Aim of the task:
Give the rows below, from the first line through the line containing "Query: banana stalk", as a JSON list of strings, one string per line and with blank lines omitted.

━━━━━━━━━━

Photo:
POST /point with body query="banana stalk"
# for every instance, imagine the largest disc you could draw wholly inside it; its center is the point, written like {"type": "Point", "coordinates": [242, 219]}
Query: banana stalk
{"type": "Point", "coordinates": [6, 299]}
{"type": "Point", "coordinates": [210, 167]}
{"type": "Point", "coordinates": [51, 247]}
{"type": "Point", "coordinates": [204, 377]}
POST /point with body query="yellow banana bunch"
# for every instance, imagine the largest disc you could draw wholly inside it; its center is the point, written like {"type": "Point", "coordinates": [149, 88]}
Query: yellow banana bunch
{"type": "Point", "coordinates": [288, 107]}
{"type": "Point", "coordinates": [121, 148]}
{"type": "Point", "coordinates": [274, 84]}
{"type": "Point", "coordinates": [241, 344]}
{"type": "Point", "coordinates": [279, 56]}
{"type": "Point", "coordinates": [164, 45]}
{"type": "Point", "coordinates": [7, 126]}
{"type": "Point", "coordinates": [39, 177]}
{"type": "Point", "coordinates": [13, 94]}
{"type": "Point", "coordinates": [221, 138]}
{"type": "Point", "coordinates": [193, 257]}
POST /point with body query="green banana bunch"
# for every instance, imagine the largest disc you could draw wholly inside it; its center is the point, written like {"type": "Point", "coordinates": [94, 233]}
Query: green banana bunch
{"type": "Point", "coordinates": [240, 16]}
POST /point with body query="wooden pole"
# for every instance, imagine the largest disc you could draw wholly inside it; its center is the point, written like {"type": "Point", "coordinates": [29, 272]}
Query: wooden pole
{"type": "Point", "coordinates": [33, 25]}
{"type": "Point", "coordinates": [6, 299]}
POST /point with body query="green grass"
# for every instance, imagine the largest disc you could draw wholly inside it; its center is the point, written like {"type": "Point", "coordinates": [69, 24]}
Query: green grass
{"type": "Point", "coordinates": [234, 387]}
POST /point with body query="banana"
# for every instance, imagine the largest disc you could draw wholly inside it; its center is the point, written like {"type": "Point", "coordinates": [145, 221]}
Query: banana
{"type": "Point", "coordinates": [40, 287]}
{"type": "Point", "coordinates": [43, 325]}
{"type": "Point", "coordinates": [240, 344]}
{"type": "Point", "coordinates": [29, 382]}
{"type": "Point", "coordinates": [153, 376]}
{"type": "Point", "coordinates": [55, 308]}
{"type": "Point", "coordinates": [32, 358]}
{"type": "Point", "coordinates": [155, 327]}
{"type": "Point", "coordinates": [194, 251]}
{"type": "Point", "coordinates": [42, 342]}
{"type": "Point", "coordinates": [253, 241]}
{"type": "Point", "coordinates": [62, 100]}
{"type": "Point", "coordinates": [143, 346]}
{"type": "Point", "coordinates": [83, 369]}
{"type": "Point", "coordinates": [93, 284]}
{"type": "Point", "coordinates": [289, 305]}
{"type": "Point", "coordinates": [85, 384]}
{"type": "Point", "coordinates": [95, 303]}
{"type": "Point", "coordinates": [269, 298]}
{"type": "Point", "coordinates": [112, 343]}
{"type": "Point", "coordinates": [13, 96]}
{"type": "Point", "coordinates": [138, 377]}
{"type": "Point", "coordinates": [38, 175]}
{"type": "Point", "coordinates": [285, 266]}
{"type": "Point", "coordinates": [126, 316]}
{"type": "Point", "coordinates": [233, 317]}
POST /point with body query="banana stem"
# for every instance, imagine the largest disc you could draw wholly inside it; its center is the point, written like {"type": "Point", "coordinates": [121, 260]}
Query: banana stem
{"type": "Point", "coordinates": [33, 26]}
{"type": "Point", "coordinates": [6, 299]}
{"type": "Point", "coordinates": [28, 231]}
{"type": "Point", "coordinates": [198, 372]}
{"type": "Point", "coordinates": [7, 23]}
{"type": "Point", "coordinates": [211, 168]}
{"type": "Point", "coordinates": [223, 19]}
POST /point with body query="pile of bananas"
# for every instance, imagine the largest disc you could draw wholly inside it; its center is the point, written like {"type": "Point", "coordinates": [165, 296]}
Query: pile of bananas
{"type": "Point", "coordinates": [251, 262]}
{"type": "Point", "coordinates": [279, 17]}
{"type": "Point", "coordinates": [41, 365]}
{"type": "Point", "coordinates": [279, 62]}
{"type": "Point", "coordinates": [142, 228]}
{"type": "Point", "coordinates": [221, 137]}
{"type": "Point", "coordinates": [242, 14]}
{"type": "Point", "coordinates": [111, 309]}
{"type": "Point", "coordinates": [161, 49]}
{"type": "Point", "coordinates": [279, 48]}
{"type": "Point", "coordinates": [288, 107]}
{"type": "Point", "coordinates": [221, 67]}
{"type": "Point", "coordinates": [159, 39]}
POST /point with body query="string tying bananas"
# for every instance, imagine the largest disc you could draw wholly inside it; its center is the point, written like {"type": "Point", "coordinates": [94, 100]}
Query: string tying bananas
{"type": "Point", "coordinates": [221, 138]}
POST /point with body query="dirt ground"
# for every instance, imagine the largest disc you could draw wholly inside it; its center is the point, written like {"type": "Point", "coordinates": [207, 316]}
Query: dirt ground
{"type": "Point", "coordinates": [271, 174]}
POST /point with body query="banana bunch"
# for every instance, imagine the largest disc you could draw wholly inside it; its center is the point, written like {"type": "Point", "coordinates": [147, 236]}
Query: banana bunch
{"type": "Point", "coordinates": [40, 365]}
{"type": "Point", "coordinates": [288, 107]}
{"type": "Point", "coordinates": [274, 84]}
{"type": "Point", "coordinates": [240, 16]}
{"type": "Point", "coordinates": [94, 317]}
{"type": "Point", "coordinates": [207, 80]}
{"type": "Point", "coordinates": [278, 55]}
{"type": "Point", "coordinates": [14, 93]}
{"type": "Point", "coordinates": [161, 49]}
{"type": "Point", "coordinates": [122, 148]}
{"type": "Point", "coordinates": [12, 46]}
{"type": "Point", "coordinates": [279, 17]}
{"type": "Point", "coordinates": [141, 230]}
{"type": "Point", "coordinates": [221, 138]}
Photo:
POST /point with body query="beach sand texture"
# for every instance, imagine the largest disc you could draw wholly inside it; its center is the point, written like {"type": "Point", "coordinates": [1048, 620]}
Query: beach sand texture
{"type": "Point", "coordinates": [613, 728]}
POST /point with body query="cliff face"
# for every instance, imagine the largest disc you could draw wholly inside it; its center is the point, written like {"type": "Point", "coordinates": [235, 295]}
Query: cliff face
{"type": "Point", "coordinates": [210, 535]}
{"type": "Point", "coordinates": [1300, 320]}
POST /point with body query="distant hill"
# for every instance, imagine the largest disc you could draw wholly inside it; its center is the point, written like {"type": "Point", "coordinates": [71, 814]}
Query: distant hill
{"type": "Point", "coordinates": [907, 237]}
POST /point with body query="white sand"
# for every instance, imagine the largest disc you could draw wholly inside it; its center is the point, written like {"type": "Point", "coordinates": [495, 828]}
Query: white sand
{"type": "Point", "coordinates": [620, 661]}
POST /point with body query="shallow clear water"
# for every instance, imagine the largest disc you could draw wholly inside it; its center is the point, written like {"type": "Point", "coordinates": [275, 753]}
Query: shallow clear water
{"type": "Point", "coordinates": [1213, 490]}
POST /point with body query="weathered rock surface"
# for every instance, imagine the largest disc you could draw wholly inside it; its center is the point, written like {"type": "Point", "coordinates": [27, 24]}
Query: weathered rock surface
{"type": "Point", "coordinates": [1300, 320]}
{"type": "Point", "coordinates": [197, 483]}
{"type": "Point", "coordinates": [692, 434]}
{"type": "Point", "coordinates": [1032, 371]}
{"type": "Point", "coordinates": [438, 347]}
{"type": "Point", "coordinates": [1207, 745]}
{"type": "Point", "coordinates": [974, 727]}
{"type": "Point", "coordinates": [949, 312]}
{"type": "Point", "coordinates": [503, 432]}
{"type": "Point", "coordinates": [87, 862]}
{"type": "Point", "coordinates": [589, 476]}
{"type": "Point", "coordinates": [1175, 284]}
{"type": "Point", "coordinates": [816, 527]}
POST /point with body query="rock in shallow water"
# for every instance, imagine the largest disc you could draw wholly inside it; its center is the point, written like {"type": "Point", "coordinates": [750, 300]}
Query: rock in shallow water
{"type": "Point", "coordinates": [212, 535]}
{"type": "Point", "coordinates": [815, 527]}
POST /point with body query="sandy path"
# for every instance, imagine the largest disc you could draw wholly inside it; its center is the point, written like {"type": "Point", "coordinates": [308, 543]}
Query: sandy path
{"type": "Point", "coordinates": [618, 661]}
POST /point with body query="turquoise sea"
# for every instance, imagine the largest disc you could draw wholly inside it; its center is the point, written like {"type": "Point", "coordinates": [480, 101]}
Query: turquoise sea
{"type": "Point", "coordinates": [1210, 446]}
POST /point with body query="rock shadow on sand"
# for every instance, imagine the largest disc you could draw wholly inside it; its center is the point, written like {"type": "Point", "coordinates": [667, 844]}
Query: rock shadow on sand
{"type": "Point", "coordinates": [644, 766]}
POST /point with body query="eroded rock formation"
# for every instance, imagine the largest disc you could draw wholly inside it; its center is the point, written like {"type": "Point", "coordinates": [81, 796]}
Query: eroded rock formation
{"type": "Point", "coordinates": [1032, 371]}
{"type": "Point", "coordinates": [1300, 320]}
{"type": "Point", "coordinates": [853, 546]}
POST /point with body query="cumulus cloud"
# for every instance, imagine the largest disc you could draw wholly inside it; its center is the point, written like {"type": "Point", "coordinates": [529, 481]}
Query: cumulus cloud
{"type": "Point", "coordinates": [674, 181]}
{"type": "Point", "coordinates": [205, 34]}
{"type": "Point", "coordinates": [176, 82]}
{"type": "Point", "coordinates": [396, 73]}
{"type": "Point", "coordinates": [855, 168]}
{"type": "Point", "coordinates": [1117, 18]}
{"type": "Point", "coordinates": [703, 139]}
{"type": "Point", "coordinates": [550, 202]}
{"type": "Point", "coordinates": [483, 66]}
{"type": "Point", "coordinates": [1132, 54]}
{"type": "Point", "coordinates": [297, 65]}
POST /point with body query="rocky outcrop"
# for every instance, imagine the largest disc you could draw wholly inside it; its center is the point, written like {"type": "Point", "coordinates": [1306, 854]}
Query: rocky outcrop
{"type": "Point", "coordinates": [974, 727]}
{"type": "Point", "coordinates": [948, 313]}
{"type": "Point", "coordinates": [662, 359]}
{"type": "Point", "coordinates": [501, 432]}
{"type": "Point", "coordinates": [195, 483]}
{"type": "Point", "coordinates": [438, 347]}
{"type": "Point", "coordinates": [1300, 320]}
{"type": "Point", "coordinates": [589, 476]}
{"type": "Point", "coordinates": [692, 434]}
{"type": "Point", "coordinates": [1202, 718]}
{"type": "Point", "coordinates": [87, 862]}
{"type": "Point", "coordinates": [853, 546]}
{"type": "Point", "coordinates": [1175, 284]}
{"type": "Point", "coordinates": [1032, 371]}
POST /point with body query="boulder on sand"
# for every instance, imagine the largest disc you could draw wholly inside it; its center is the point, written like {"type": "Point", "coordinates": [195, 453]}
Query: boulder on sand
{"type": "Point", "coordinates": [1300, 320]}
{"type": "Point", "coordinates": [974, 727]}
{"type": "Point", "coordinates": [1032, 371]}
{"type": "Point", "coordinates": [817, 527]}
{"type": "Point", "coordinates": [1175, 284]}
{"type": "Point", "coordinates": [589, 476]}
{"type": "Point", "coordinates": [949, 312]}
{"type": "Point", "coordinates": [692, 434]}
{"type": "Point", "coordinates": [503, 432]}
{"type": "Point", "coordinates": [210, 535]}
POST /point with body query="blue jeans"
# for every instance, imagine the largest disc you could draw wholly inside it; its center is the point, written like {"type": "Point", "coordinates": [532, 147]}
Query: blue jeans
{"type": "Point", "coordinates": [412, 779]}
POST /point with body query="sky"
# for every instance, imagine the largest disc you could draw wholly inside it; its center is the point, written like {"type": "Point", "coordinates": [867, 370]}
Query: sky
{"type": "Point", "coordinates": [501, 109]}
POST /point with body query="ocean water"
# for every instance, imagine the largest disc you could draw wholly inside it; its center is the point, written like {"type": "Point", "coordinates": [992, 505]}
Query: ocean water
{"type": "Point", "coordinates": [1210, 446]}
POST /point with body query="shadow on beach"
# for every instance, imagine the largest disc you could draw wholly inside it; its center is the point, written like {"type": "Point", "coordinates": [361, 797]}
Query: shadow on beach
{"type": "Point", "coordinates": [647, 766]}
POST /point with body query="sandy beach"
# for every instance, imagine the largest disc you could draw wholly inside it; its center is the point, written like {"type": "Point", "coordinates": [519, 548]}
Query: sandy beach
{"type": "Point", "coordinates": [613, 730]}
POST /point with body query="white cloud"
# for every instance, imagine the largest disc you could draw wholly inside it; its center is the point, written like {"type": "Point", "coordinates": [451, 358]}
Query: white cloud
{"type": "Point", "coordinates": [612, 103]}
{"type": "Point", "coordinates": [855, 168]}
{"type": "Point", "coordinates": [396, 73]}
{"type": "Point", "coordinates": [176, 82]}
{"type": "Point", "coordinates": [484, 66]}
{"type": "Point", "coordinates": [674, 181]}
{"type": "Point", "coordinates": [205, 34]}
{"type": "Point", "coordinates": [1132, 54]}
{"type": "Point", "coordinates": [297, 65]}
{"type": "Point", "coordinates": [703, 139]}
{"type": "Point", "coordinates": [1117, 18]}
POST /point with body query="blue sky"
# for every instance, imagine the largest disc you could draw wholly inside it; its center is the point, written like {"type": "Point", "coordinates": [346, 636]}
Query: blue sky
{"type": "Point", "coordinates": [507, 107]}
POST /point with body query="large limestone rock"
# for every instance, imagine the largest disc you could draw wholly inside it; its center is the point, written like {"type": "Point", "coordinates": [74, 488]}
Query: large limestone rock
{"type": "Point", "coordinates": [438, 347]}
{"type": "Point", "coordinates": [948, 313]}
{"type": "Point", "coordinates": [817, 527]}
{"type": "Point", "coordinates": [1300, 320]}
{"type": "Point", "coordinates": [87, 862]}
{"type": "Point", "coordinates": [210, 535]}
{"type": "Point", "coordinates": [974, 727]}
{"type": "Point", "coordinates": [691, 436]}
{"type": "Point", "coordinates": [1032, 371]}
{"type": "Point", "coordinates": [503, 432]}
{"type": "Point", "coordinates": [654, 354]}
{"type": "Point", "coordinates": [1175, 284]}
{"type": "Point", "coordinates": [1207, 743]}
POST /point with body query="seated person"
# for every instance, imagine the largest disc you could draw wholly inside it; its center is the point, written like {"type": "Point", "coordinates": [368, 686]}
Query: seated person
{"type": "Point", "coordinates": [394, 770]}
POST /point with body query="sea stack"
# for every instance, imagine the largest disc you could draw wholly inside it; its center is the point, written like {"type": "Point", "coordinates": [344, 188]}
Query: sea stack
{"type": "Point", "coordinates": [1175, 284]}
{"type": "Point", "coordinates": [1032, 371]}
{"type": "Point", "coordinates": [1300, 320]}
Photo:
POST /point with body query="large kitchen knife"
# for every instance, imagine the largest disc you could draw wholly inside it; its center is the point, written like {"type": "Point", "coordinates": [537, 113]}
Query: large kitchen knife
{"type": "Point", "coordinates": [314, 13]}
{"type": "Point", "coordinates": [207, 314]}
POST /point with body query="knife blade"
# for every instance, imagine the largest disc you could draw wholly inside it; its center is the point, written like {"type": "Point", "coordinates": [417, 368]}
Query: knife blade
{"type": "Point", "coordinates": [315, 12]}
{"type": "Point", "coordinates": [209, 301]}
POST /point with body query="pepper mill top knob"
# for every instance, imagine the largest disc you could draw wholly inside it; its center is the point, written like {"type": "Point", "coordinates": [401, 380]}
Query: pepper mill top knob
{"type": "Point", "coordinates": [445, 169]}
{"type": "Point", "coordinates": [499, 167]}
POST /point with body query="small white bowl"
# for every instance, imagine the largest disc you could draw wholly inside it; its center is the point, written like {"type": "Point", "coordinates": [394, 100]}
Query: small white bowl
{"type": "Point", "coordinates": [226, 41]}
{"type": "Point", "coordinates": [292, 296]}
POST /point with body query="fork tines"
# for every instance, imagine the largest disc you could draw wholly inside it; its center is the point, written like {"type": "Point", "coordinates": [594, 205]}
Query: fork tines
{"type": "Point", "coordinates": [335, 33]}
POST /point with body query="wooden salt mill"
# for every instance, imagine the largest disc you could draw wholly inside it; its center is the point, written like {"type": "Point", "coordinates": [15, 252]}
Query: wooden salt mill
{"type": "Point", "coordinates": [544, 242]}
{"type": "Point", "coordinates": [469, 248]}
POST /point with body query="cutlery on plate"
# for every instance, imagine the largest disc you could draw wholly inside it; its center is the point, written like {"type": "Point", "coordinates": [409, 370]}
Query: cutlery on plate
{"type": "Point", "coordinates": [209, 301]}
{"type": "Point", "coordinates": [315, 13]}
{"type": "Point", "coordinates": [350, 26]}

━━━━━━━━━━

Output of the exercise:
[
  "Photo:",
  "POST /point with body query=\"banana stalk\"",
  "# for every instance, imagine the largest disc you could draw wholly inside it; its center is the point, written like {\"type\": \"Point\", \"coordinates\": [242, 219]}",
  "Query: banana stalk"
]